** GIVEN DATA **
◆ ◆ ◆ ◆ ◆ ◆ ◆

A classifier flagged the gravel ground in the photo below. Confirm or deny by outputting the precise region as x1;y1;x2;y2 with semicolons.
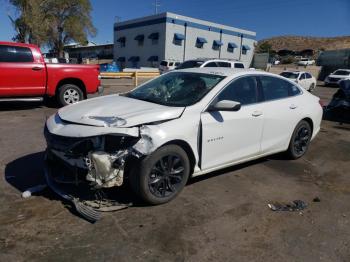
0;80;350;261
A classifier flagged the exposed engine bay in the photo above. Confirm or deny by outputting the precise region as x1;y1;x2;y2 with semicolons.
44;127;153;188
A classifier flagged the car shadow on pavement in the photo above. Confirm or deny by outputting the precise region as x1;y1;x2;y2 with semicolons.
0;98;59;111
5;151;145;216
0;102;44;111
187;155;268;185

◆ ◆ ◆ ◆ ◆ ◆ ◆

** STATED GOAL **
Please rewrite every line of the items above as a numbered list, skipping any blank lines and leaving out the pictures.

** EXERCISE RESULT **
1. A classifier flagged the gravel ground in the photo below. Confirm or deny by outputting the precise region as x1;y1;x2;y2 with semicolons.
2. 0;80;350;261
3. A classifier flagged the exposed engine bay in the photo above. Confirm or deny by outputting the precise region as x1;y1;x2;y2 with semicolons.
4. 44;127;153;188
5. A classifier flagged the car shadow on pavement in the photo above. Confirm or deny by outputting the precise region as x1;y1;x2;y2 with semicolons.
6. 0;98;59;111
7. 5;151;145;216
8. 0;102;44;111
9. 187;155;268;185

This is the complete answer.